-- Requirement --
Copy every row below word for word, leaving the pictures out of your copy.

Point labeling data based on photos:
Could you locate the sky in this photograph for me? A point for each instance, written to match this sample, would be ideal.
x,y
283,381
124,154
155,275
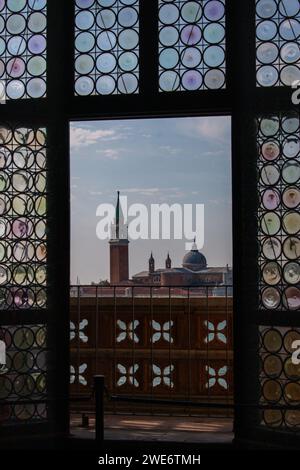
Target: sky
x,y
151,161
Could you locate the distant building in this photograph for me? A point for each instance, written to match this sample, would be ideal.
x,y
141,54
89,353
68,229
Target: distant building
x,y
193,272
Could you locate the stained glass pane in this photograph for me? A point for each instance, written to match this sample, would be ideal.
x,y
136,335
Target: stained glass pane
x,y
191,45
277,42
106,47
279,215
23,247
23,376
23,48
279,378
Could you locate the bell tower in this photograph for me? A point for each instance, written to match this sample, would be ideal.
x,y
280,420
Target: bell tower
x,y
168,262
119,260
151,264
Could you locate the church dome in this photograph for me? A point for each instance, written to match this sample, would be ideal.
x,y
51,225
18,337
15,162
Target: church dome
x,y
194,260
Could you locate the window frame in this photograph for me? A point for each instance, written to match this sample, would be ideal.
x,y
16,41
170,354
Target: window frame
x,y
241,100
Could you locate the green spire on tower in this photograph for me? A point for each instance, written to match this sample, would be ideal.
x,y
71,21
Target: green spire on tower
x,y
118,217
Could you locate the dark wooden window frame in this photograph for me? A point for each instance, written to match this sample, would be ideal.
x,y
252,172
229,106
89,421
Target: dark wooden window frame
x,y
241,100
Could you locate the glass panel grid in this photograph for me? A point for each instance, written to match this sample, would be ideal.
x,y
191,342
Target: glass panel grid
x,y
191,45
279,215
22,49
23,244
23,377
279,378
106,47
277,42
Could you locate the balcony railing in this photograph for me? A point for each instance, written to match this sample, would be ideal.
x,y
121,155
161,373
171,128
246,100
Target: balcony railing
x,y
156,344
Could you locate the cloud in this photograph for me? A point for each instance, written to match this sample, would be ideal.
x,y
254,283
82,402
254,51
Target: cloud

-- Answer to the task --
Could you locate the sky in this photograph for me? A point for each instance, written to match this sample, would be ideal.
x,y
283,381
124,154
155,275
Target: sky
x,y
151,161
Could you locate the distant building in this photograph for me? A point for each instance, written to match this sample, would be ideal.
x,y
141,54
89,353
68,229
Target: distant building
x,y
193,272
Could you locate the stained glass pane in this photograph for me? A point for each instance, written to match this sample, would be ideal.
x,y
136,335
Target: stained glass pane
x,y
191,45
277,42
106,47
279,215
23,247
23,376
23,48
279,378
Could you locate the bell tower in this photograph for me? A point for each instance, written to match this sample, would be ideal.
x,y
280,420
Target: bell tower
x,y
168,262
119,260
151,264
Could you locate the church dome in this photograph for me? A point for each instance, written to match this sample, would be ideal.
x,y
51,225
18,337
15,162
Target: church dome
x,y
194,260
Could you locate the window frame in this photograph for me? A point for each instance, written to match this sample, would be ideal.
x,y
16,41
170,354
Target: window frame
x,y
241,100
Could you locate the green spire on tower in this photograph for me? A point for each instance, written to match this sample, would be ideal.
x,y
71,21
Target: green spire on tower
x,y
118,217
Could you locate the dark wooden window frame in this photograph for me? A point for each instance, written to match this sample, would be ideal.
x,y
252,172
229,106
89,421
Target: dark wooden window frame
x,y
241,100
Could you locate the glass panel grid in this photograph for me? A point for each instance, written to match this sample, would be ideal.
x,y
191,342
Target: glass panel grid
x,y
191,45
279,215
22,49
23,244
23,377
279,378
106,47
277,42
Could you locate the balcony railing in this photograph for me? A point for each instance, written to match this sample, would be ideal.
x,y
121,155
161,373
171,128
246,100
Target: balcony railing
x,y
156,344
Could you locate the cloud in this photograph for me? A point for each instance, written to match this sample, would be ideal.
x,y
254,283
82,402
254,51
Target: cloud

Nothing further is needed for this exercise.